Exercise data: Begin

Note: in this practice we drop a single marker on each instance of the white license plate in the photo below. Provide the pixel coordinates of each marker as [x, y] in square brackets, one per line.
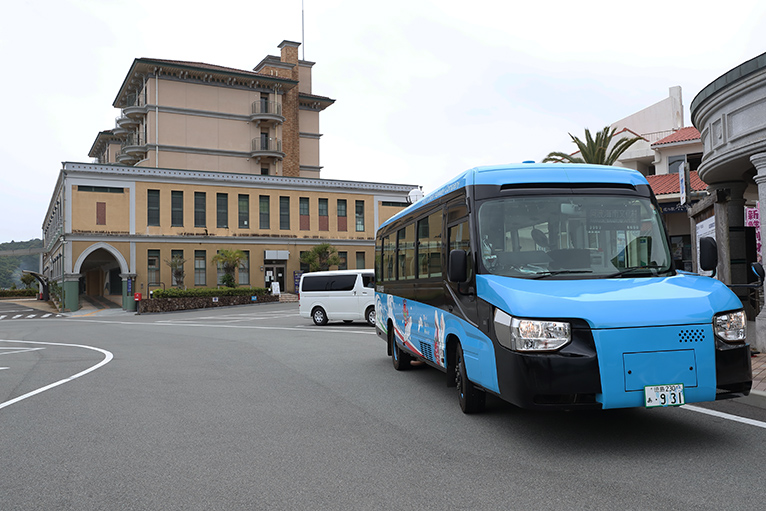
[664, 395]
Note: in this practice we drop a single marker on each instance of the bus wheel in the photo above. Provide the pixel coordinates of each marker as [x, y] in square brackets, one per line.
[470, 398]
[400, 358]
[319, 316]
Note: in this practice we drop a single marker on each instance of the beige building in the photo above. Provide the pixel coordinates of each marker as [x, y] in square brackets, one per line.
[205, 158]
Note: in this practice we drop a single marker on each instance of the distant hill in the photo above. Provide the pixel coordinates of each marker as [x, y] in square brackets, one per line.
[11, 266]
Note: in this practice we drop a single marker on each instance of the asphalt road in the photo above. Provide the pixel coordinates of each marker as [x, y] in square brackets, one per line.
[254, 407]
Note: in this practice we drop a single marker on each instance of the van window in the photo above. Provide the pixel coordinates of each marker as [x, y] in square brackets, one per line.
[329, 283]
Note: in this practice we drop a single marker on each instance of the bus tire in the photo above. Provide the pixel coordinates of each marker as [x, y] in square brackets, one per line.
[401, 359]
[470, 398]
[319, 316]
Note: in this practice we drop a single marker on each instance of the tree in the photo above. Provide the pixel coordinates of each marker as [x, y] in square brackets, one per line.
[176, 264]
[321, 257]
[594, 150]
[229, 260]
[28, 279]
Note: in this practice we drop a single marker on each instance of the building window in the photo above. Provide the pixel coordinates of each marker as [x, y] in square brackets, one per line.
[153, 267]
[244, 269]
[343, 264]
[176, 208]
[199, 210]
[263, 211]
[284, 213]
[199, 268]
[152, 207]
[243, 208]
[222, 210]
[175, 254]
[342, 218]
[219, 271]
[100, 189]
[305, 223]
[324, 219]
[359, 216]
[101, 213]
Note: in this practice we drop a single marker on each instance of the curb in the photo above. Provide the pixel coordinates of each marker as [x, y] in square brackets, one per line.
[756, 398]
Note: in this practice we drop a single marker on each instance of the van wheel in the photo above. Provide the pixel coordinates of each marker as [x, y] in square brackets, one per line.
[319, 316]
[400, 358]
[470, 398]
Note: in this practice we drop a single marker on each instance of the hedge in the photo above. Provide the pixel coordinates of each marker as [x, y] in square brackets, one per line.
[175, 292]
[201, 302]
[8, 293]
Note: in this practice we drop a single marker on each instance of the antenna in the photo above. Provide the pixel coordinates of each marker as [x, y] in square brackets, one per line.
[303, 35]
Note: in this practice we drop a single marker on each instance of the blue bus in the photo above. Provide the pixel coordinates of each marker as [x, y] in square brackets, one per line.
[553, 287]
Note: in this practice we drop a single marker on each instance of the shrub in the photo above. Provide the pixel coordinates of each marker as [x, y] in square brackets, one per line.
[209, 291]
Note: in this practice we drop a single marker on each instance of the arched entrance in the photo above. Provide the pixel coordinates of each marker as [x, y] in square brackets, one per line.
[101, 268]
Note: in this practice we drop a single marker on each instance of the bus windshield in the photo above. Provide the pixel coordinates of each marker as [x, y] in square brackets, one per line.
[572, 236]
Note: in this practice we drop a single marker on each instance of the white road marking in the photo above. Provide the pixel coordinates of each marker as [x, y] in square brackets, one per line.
[107, 358]
[17, 350]
[219, 325]
[727, 416]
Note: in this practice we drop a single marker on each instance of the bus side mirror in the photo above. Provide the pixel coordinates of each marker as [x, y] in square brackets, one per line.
[708, 254]
[457, 270]
[758, 270]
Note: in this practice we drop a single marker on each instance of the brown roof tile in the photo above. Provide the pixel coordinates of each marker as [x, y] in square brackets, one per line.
[664, 184]
[682, 135]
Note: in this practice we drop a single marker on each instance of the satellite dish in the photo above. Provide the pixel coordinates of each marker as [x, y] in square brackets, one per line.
[415, 195]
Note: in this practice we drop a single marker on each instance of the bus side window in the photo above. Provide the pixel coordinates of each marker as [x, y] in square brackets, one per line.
[389, 255]
[430, 246]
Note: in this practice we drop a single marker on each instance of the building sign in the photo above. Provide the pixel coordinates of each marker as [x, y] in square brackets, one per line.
[705, 229]
[753, 219]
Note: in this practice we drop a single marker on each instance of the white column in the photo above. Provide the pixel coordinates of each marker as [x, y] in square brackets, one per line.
[759, 160]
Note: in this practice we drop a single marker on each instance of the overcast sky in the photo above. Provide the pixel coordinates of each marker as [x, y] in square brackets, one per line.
[423, 89]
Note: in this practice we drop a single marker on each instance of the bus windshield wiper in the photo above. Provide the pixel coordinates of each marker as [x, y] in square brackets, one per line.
[652, 269]
[542, 274]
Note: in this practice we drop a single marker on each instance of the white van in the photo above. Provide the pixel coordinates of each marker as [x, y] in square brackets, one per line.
[345, 295]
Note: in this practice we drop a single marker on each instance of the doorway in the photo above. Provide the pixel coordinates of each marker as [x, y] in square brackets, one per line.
[274, 273]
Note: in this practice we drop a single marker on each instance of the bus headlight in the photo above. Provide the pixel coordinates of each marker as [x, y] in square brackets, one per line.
[531, 334]
[731, 326]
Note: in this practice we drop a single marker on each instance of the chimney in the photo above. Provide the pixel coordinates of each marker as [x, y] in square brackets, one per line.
[289, 52]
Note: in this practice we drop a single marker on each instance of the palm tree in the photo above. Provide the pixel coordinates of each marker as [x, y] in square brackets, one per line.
[230, 260]
[594, 150]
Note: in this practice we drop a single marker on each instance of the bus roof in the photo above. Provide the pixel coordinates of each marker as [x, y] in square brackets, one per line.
[518, 173]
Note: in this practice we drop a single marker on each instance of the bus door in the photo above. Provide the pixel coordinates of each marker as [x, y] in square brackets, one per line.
[461, 299]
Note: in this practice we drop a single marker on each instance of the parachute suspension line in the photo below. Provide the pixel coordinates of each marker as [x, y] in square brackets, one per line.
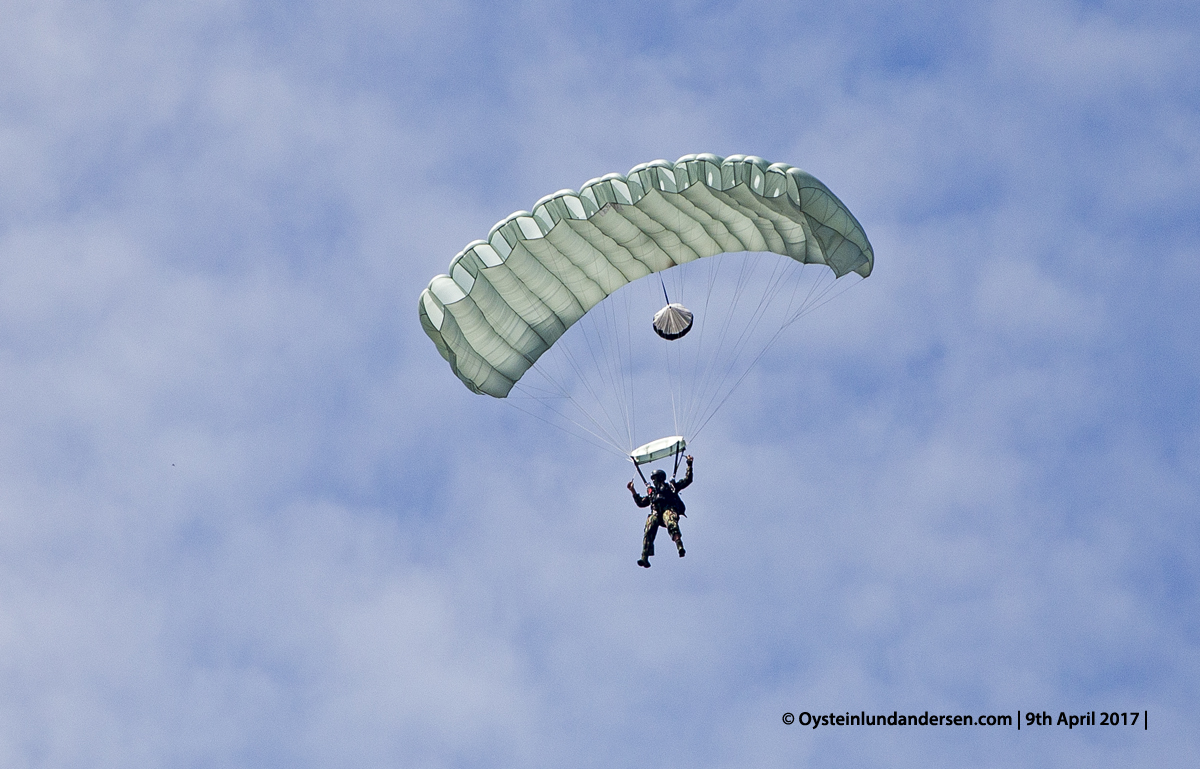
[711, 373]
[601, 443]
[774, 286]
[816, 298]
[712, 266]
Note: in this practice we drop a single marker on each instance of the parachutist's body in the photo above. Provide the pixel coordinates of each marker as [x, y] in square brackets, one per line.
[663, 499]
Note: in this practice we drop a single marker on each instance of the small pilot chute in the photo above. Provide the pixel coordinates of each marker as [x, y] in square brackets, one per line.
[672, 322]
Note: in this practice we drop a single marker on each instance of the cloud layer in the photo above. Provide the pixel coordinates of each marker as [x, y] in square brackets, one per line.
[247, 517]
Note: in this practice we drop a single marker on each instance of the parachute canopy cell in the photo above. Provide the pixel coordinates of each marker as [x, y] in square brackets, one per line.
[505, 300]
[659, 449]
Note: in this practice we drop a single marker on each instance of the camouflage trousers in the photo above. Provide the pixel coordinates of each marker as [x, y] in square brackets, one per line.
[669, 518]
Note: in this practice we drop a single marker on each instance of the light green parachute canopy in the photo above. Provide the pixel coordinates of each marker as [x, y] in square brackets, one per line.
[508, 299]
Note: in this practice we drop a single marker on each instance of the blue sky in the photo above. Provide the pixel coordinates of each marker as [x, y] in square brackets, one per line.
[247, 516]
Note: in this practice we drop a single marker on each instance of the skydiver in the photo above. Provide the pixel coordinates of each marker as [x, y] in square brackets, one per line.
[663, 499]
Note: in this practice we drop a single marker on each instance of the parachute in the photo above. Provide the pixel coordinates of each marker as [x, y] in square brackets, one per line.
[508, 300]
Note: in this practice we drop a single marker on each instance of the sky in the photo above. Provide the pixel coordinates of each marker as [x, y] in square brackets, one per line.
[250, 518]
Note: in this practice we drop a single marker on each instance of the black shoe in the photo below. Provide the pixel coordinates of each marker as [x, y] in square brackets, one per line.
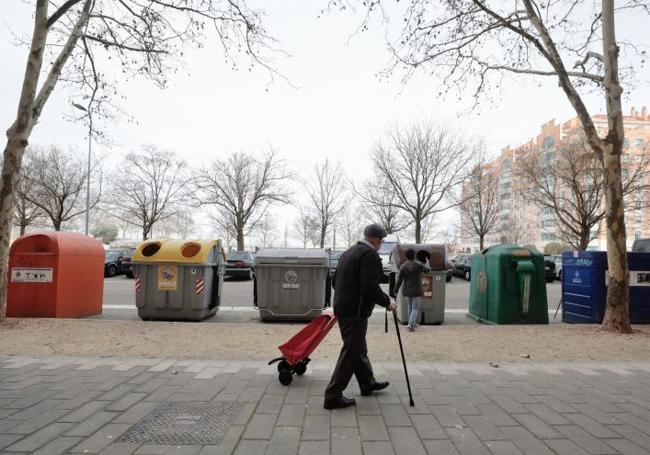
[374, 387]
[339, 402]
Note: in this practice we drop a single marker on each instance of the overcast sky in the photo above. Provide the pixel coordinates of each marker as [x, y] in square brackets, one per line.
[338, 110]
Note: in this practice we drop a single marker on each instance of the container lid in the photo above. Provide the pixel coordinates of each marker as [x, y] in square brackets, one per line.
[437, 254]
[515, 251]
[303, 256]
[205, 252]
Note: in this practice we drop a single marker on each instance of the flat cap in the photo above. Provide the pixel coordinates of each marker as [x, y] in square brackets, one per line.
[375, 230]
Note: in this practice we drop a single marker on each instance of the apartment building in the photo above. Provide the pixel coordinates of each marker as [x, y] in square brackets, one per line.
[524, 222]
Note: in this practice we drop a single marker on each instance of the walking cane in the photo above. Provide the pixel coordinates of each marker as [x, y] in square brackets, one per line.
[401, 349]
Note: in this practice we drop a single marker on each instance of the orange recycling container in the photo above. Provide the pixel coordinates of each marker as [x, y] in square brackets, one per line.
[55, 275]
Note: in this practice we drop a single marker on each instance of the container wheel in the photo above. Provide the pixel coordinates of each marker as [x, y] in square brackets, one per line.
[285, 378]
[284, 366]
[300, 369]
[112, 271]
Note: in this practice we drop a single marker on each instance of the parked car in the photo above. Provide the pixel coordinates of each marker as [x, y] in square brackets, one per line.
[113, 261]
[641, 246]
[335, 255]
[549, 269]
[240, 264]
[557, 259]
[462, 266]
[127, 265]
[385, 251]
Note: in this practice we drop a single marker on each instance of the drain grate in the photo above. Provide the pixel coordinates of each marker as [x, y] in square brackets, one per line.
[185, 423]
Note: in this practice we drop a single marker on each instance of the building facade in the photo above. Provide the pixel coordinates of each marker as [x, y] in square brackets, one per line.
[524, 222]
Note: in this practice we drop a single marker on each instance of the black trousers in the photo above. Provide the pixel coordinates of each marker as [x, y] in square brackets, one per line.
[353, 358]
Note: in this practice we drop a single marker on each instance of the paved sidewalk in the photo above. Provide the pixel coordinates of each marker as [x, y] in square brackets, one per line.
[151, 406]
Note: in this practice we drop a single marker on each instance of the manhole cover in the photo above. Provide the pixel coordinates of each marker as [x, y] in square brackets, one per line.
[185, 423]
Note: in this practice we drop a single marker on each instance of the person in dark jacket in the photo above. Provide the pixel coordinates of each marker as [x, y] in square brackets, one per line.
[357, 291]
[410, 274]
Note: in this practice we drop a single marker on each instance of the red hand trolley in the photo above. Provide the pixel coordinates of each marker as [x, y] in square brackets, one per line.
[295, 352]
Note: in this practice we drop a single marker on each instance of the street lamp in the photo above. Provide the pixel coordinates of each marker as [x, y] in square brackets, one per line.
[90, 134]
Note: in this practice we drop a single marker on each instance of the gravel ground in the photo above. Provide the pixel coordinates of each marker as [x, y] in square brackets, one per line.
[228, 341]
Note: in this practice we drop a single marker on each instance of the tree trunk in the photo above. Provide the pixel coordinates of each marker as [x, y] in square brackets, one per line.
[240, 239]
[17, 137]
[617, 312]
[418, 230]
[323, 234]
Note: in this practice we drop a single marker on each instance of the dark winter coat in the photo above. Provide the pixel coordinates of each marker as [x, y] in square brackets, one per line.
[356, 283]
[410, 274]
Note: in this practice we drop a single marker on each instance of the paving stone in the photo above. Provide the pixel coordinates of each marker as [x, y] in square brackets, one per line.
[626, 447]
[428, 427]
[372, 428]
[101, 439]
[447, 416]
[525, 440]
[260, 426]
[38, 422]
[314, 447]
[8, 439]
[316, 427]
[39, 438]
[120, 448]
[438, 447]
[536, 426]
[92, 424]
[58, 445]
[483, 427]
[565, 447]
[291, 415]
[379, 448]
[596, 429]
[125, 402]
[395, 415]
[285, 441]
[502, 448]
[406, 440]
[345, 441]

Exercise data: End

→ **What needs to be done**: Nothing but the lines from the one containing "of the street" through the final line of the data above is to be reproduced, each exactly as written.

→ **Solution to the problem**:
Note: in this practice we drop a single marker on each instance of the street lamp in the photo above. Provide the pixel coordinates of each marker as [x, y] in square brackets, one per line.
[90, 134]
Note: in this practice we drop a single marker on each instance of the gravel ground in the photo above. Provide the pixel coordinates of each marker as [x, y] in square brackets, one per line.
[228, 341]
Note: in this practice we drop a single marker on each instance of the tree trunk in the photo above. Provide the pixel coordinates of each marker as [x, y] in square brackets, one per line.
[240, 239]
[17, 137]
[617, 312]
[418, 230]
[323, 234]
Note: in this practice we drop a single marker on each instance of the dark winter coat in the photo above. Provide the pixel coordinates of each marker as [x, y] in square brackets, one per line.
[356, 283]
[410, 274]
Note: in this practice we drop a single marker on each instance of the paving stone in the photo above. Provide the pixel coordinates of each marker as [x, y] in square brackets, one per line.
[626, 447]
[428, 427]
[372, 428]
[101, 439]
[447, 416]
[525, 440]
[260, 426]
[38, 422]
[314, 447]
[8, 439]
[316, 427]
[39, 438]
[120, 448]
[438, 447]
[536, 426]
[92, 424]
[58, 445]
[483, 427]
[565, 447]
[291, 415]
[379, 448]
[596, 429]
[125, 402]
[395, 415]
[285, 441]
[502, 448]
[406, 440]
[345, 441]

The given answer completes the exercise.